INSTRUÇÃO DADA:
Troque "Locate" por "Find" em todas as entradas a seguir e escreva-as de novo sem mudar mais nada.

DADOS:
* * *

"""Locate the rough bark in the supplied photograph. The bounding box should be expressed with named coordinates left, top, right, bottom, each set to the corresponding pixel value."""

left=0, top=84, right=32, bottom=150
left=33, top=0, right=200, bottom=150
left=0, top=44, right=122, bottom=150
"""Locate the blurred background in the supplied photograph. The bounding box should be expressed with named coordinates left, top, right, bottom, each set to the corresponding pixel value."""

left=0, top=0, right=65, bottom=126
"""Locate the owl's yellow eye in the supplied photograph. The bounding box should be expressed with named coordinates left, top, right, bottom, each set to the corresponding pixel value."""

* * *

RESPOSTA DO EXERCÍCIO:
"""Find the rough bark in the supplied photograph. The bounding box should be expressed with named coordinates left, top, right, bottom, each set to the corresponding pixel value."""

left=0, top=84, right=32, bottom=150
left=33, top=0, right=200, bottom=150
left=0, top=44, right=122, bottom=150
"""Find the blurred background in the supplied photograph. The bounding box should be expressed with named coordinates left, top, right, bottom, each set to the corresponding pixel value."""

left=0, top=0, right=65, bottom=126
"""Find the owl's yellow eye in the supplied photograph. The bounding box should be expressed with named coordinates left, top, right, bottom, each set to the corresponding pixel value."""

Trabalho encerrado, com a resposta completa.